What you are asked to do> Starting at the line that contains "Could you spot the blue", print every remaining line of the entries, unchanged, and output nothing more.

Records for the exercise>
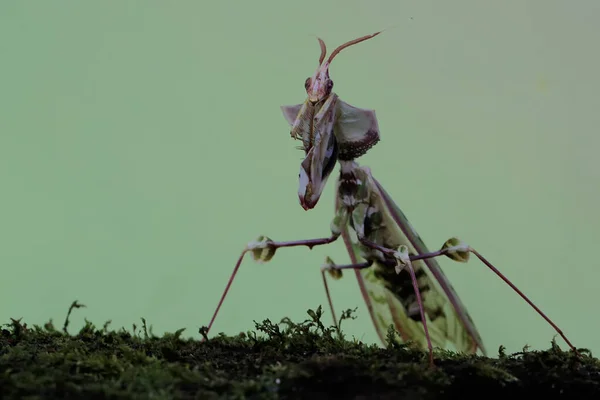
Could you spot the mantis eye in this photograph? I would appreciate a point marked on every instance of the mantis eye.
(307, 83)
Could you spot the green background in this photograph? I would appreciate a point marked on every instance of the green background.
(142, 146)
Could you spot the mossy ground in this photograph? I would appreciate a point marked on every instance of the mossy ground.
(285, 360)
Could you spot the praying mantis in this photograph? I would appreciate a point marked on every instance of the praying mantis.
(399, 278)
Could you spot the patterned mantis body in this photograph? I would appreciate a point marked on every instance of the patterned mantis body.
(399, 278)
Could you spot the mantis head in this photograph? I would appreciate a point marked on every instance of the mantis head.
(321, 145)
(319, 86)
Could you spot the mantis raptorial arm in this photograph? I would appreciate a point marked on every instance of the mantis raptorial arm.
(263, 249)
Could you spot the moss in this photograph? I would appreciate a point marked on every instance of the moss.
(284, 360)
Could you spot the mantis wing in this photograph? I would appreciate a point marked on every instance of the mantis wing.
(448, 320)
(356, 130)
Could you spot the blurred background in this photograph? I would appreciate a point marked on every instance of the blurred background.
(142, 146)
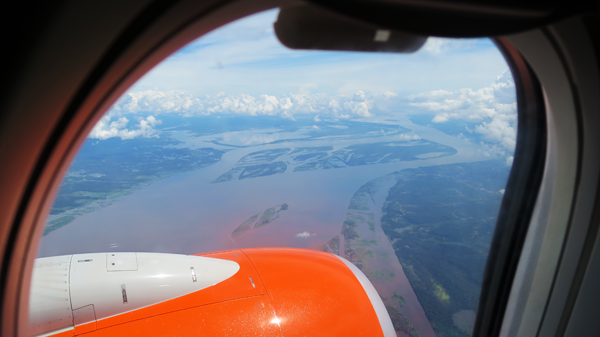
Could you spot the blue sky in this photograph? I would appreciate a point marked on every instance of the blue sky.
(245, 57)
(242, 69)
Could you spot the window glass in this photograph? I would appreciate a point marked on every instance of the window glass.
(397, 162)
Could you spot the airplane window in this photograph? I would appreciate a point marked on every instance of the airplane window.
(395, 162)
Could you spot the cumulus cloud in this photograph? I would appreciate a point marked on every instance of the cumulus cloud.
(109, 128)
(436, 45)
(287, 106)
(494, 107)
(305, 235)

Correct answer>
Could you spot the blue sky in this photograph? I would appreciate a point marked on every instance of the blue sky.
(245, 57)
(242, 69)
Could you spot the window glass in this photograph? I would appreciate a point marked on every instance of the window glass.
(397, 162)
Could you spot the airplane window in this photograph? I would appreciate a point marked on every instance of the airplane window.
(395, 162)
Could you spot the cumulus cloud in this photograph? I would appreciate a point marked on every instance of the cumulus cloud.
(109, 128)
(436, 45)
(287, 106)
(494, 107)
(305, 235)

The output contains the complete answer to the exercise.